Top of TEXT
A groundbreaking deep learning study can label 100,000 MRI scans for cancer and neuro patients in minutes rather than years.
Magnetic Resonance Imaging, or MRI scanning, is crucial to diagnosing a plethora of medical conditions; from cancer to neurological disease.
But accurately labelling each image taken during an examination can be time-consuming, having an impact on how quickly medical staff can correctly identify an illness.
Now researchers at King’s College in London have made a breakthrough in automating the process which means up to 100,000 MRI brain examinations can be labelled in a matter of 30 minutes rather than the years it would take to complete manually.
The research team at the university’s School of Biomedical Engineering and Imaging Sciences had to teach machine learning image recognition systems through so-called "deep learning," which involves multiple algorithms processed through several neural networks.
This was done by training the systems to obtain the labels from radiology reports and correctly assign them to their corresponding MRI examinations.
King's College said the study is the first to enable researchers to label complex MRI datasets at scale, details of which were published in European Radiology.
According to the researchers, deep learning typically requires processing tens of thousands of labelled images in order to achieve the best possible image recognition performance.
Large datasets equal bottlenecks
But the process represents a bottleneck in the development of deep learning systems for complex image datasets.
"By overcoming this bottleneck, we have massively facilitated future deep learning image recognition tasks and this will almost certainly accelerate the arrival into the clinic of automated brain MRI readers," Dr Tom Booth, a senior author on the study, said.
"The potential for patient benefit through, ultimately, timely diagnosis, is enormous".
He added that the models were evaluated for using both unseen labels as well as images.
"While this might seem obvious, this has been challenging to do in medical imaging because it requires an enormous team of expert radiologists. Fortunately, our team is a perfect synthesis of clinicians and scientists," Booth said.
Dr David Wood, the study’s lead author, said the research builds on recent breakthroughs in natural language processing, which had used huge collections of unlabeled text including all of the English language Wikipedia and (open-access research repository) PubMed Central abstracts and full-text articles.
"In the spirit of open-access science, we have also made our code and models available to other researchers to ensure that as many people benefit from this work as possible," he added.
Bottom of TEXT
▶ EXERCISE GOAL
Reproduce the stretch of the MRI labeling article from "According to the" through "well as images.".
Top of SOURCE INFORMATION
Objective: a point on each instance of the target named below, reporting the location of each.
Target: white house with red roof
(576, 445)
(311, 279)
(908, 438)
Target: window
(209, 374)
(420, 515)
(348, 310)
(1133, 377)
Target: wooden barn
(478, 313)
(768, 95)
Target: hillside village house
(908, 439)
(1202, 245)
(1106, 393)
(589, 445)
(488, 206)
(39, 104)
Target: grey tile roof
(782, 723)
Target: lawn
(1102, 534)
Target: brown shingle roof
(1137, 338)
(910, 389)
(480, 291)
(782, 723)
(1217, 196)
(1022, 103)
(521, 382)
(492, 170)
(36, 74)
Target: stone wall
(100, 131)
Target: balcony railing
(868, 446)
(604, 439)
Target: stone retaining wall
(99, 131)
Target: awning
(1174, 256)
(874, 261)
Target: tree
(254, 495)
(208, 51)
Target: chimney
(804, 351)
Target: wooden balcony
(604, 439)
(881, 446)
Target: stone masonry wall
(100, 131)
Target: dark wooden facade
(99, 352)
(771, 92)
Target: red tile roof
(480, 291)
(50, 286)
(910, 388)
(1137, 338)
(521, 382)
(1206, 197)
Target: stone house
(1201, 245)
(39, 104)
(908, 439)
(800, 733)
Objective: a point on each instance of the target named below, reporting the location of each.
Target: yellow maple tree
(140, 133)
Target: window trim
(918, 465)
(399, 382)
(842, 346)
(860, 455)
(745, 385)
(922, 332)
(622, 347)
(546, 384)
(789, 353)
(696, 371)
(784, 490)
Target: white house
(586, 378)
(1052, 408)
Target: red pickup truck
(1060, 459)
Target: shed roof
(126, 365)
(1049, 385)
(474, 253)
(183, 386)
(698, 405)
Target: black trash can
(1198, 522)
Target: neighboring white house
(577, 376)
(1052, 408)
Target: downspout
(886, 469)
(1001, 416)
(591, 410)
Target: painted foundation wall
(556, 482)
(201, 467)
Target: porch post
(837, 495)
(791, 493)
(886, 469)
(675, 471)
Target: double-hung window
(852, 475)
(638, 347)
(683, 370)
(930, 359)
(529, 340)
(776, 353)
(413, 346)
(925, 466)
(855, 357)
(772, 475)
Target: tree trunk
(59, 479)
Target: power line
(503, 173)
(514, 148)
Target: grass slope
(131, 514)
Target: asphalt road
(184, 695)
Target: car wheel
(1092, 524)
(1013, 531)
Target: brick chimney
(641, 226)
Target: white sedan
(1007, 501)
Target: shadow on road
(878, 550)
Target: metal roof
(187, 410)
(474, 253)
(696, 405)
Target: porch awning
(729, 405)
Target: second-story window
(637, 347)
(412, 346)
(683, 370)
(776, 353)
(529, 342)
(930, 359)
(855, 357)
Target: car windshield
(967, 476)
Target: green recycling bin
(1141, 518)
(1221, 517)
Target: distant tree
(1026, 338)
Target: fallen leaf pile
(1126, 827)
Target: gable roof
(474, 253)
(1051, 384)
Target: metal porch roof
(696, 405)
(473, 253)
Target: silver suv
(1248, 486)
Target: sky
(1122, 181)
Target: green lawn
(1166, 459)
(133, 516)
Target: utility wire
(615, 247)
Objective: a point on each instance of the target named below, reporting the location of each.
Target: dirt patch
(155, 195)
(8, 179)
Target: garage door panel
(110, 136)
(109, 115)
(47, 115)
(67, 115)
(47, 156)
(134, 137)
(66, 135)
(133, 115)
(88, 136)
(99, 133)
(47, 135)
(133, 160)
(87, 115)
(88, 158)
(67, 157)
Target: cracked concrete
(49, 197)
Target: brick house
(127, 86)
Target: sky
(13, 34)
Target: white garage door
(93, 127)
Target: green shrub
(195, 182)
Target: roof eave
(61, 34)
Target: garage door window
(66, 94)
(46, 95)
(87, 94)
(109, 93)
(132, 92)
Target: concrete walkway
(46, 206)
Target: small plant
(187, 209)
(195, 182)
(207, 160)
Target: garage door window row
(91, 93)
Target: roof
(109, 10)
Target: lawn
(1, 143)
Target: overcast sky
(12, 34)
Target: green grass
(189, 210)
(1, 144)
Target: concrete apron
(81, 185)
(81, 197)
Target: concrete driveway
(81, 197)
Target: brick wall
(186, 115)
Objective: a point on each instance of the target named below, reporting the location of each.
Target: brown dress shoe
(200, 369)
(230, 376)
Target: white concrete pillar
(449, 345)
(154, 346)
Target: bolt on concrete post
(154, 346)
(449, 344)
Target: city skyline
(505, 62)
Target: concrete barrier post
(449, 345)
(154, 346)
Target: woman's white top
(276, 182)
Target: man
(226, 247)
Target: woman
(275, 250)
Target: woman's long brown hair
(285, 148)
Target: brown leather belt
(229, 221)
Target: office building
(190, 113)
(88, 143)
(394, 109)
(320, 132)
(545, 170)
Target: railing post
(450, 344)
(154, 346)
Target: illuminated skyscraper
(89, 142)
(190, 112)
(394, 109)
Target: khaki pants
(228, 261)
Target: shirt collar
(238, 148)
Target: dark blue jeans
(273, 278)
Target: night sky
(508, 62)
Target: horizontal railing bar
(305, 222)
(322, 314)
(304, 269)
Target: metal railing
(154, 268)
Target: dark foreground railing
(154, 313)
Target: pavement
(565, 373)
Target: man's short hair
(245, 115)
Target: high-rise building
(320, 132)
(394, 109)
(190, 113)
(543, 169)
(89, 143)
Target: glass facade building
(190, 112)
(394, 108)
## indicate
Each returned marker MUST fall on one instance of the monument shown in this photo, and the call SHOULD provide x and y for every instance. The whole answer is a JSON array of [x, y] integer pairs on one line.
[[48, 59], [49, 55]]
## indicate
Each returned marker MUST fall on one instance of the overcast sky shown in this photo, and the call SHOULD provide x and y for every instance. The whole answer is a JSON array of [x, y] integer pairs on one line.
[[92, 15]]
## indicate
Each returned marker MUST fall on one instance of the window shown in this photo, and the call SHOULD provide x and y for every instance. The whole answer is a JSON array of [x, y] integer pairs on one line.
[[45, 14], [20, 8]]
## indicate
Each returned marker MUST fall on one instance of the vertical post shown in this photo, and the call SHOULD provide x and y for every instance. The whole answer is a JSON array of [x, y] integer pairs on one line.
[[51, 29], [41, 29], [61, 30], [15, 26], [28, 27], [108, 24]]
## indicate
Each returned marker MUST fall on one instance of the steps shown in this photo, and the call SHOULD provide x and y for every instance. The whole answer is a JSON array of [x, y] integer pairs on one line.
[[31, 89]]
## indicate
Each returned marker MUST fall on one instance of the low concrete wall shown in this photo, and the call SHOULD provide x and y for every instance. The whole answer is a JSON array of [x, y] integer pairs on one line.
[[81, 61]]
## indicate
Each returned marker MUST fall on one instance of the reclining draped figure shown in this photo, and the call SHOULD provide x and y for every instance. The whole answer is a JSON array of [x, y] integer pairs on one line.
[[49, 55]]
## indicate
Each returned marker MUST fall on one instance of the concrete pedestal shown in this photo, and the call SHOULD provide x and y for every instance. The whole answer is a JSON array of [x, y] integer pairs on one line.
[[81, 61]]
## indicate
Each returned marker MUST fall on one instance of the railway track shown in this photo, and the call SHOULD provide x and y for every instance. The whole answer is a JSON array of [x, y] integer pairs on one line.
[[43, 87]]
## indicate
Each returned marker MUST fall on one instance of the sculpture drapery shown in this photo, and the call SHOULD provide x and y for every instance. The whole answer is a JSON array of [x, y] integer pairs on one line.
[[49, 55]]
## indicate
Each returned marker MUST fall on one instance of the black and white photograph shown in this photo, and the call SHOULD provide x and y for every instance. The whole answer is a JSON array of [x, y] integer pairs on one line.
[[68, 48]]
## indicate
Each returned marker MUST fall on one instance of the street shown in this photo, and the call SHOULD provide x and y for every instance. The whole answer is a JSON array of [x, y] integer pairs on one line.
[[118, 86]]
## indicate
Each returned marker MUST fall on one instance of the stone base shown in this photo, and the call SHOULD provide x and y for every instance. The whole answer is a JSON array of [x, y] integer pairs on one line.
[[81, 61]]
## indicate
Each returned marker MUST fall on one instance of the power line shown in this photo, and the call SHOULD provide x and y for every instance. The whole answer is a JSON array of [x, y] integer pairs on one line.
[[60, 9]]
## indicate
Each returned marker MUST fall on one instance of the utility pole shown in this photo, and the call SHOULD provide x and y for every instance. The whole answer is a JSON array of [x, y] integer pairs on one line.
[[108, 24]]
Bottom of SOURCE INFORMATION
▶ TASK ANSWER
According to the researchers, deep learning typically requires processing tens of thousands of labelled images in order to achieve the best possible image recognition performance.
Large datasets equal bottlenecks
But the process represents a bottleneck in the development of deep learning systems for complex image datasets.
"By overcoming this bottleneck, we have massively facilitated future deep learning image recognition tasks and this will almost certainly accelerate the arrival into the clinic of automated brain MRI readers," Dr Tom Booth, a senior author on the study, said.
"The potential for patient benefit through, ultimately, timely diagnosis, is enormous".
He added that the models were evaluated for using both unseen labels as well as images.